_TÂCHES À RÉALISER_
(a) Répondez à ces questions sur le texte relatif au recours du demandeur :
(i) Par quel moyen les reproches du gouvernement ont-ils été communiqués au grand public ?
(ii) Selon le demandeur, par quelle action son atteinte à la dignité ne serait-elle pas compensable ?
(iii) Quel montant est indiqué pour le Fonds Belval dans la diminution de rémunération invoquée ?
(b) Rédigez la suite du texte relatif au recours du demandeur, en partant de la phrase « A l'appui de son recours au fond, le demandeur soulève différents moyens. »

_TEXTE FOURNI_
★ ★ ★
Il fait en effet valoir que depuis la prise des décisions litigieuses, il aurait été atteint dans son honorabilité, sa probité et sa dignité. Ainsi, les reproches -qu’il conteste quant à leur matérialité- libellés à son encontre par le gouvernement et communiqués au grand public, via la presse quotidienne, « afin de convaincre l'opinion publique de la légitimité et de la légalité des reproches mis, à tort, à charge du requérant » et « dans le seul but de [le] discréditer » l’auraient « systématiquement stigmatisé d'un point de vue personnel aux yeux de l'opinion publique et décrédibilisé d'un point de vue professionnel ». 

Or, pareille atteinte à sa dignité et sa probité serait tant grave que définitive puisque qu’elle ne saurait être rétablie par une décision d’annulation, de même qu’elle ne serait pas compensable via une action en responsabilité civile. 

Dans un deuxième ordre d’idées, le demandeur entend encore faire valoir un préjudice financier important du fait des décisions litigieuses. Ainsi, il subirait une diminution de sa rémunération mensuelle brute de l'ordre de « 5.466.- € (i.e. Fonds du logement : 3.200 €, Fonds d'assainissement de la Cité Syrdall : 730 €, Fonds Belval : 1.123 € et Diverses Sociétés : 413 €) ». 

A l’appui de son recours au fond, le demandeur soulève différents moyens.
★ ★ ★
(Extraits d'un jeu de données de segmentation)

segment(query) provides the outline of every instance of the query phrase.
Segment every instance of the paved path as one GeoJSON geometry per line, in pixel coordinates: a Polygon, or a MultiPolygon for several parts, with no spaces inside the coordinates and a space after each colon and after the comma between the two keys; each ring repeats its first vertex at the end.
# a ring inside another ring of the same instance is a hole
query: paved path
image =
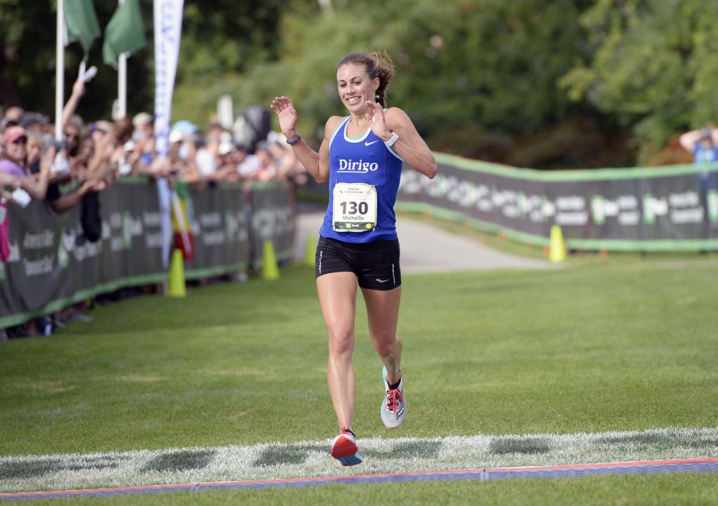
{"type": "MultiPolygon", "coordinates": [[[[306,257],[307,237],[318,237],[323,212],[300,212],[297,217],[297,258],[306,257]]],[[[398,216],[396,230],[401,243],[401,271],[441,272],[500,268],[551,268],[548,261],[526,258],[488,248],[478,240],[452,234],[417,218],[398,216]]]]}

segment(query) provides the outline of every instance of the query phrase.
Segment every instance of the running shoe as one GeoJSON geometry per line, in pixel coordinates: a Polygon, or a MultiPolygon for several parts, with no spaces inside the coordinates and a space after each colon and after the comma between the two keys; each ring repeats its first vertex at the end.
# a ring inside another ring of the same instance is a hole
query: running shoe
{"type": "Polygon", "coordinates": [[[394,390],[389,390],[389,384],[386,383],[386,367],[381,371],[381,379],[384,383],[384,400],[381,403],[381,421],[387,428],[396,428],[404,421],[406,416],[406,399],[404,396],[402,380],[399,380],[399,386],[394,390]]]}
{"type": "Polygon", "coordinates": [[[341,462],[342,466],[355,466],[361,464],[361,455],[359,454],[357,448],[356,436],[346,427],[342,427],[339,436],[334,438],[332,456],[341,462]]]}

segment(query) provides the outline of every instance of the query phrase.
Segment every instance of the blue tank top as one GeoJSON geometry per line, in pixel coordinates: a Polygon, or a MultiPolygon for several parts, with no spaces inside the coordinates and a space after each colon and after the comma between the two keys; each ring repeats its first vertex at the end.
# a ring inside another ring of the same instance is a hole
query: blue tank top
{"type": "Polygon", "coordinates": [[[347,136],[351,117],[337,128],[329,141],[329,206],[320,228],[322,237],[345,243],[370,243],[397,238],[394,202],[401,179],[403,159],[386,147],[371,128],[360,137],[347,136]],[[363,232],[337,232],[334,227],[334,190],[337,183],[362,183],[376,189],[376,226],[363,232]]]}

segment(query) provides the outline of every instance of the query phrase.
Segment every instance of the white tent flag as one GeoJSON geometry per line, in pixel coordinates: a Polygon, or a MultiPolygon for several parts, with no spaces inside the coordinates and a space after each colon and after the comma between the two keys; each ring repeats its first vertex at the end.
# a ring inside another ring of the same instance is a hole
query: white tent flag
{"type": "MultiPolygon", "coordinates": [[[[154,134],[159,158],[167,156],[184,3],[184,0],[154,0],[154,134]]],[[[172,235],[172,192],[164,177],[157,180],[157,193],[162,220],[162,261],[167,267],[169,265],[172,235]]]]}
{"type": "Polygon", "coordinates": [[[154,133],[161,158],[167,156],[184,3],[184,0],[154,0],[154,133]]]}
★ ★ ★
_RÉPONSES DANS L'ORDRE_
(a)
(i) Via la presse quotidienne.
(ii) Par une action en responsabilité civile.
(iii) 1.123 €.

(b)
Concernant les deux arrêtés grand-ducaux du 18 mars 2015, ces moyens sont tirés de : 

-          la violation des articles 44 et suivants de la loi modifiée du 16 avril 1979 fixant le statut général des fonctionnaires de l’Etat, ci-après désignée par le « statut général des fonctionnaires », au motif qu’il s’agirait d’une sanction disciplinaire déguisée et partant d’un détournement de pouvoir;

-          une erreur manifeste d'appréciation, sinon une erreur de droit, au motif que les postes qu’il occupait ne constitueraient pas des postes qui sont à la disposition du gouvernement, de sorte qu’il ne serait pas révocable pour des raisons de «confiance et d'identité de vues entre [la personne occupant ces postes] et le Gouvernement », d’une part, et que les justifications avancées ne seraient pas réelles, d’autre part;

-          violation de l'article 1er du statut général des fonctionnaires;

-          violation de l'article 6 du règlement grand-ducal du 8 juin 1979 relatif à la procédure à suivre par les administrations relevant de l’Etat et des communes, ci-après dénommé le « règlement du 8 juin 1979 », en ce que l'intérêt de service, au sein du poste de départ et de celui d’arrivée, justifiant son changement de fonction et d’administration ne serait pas motivé.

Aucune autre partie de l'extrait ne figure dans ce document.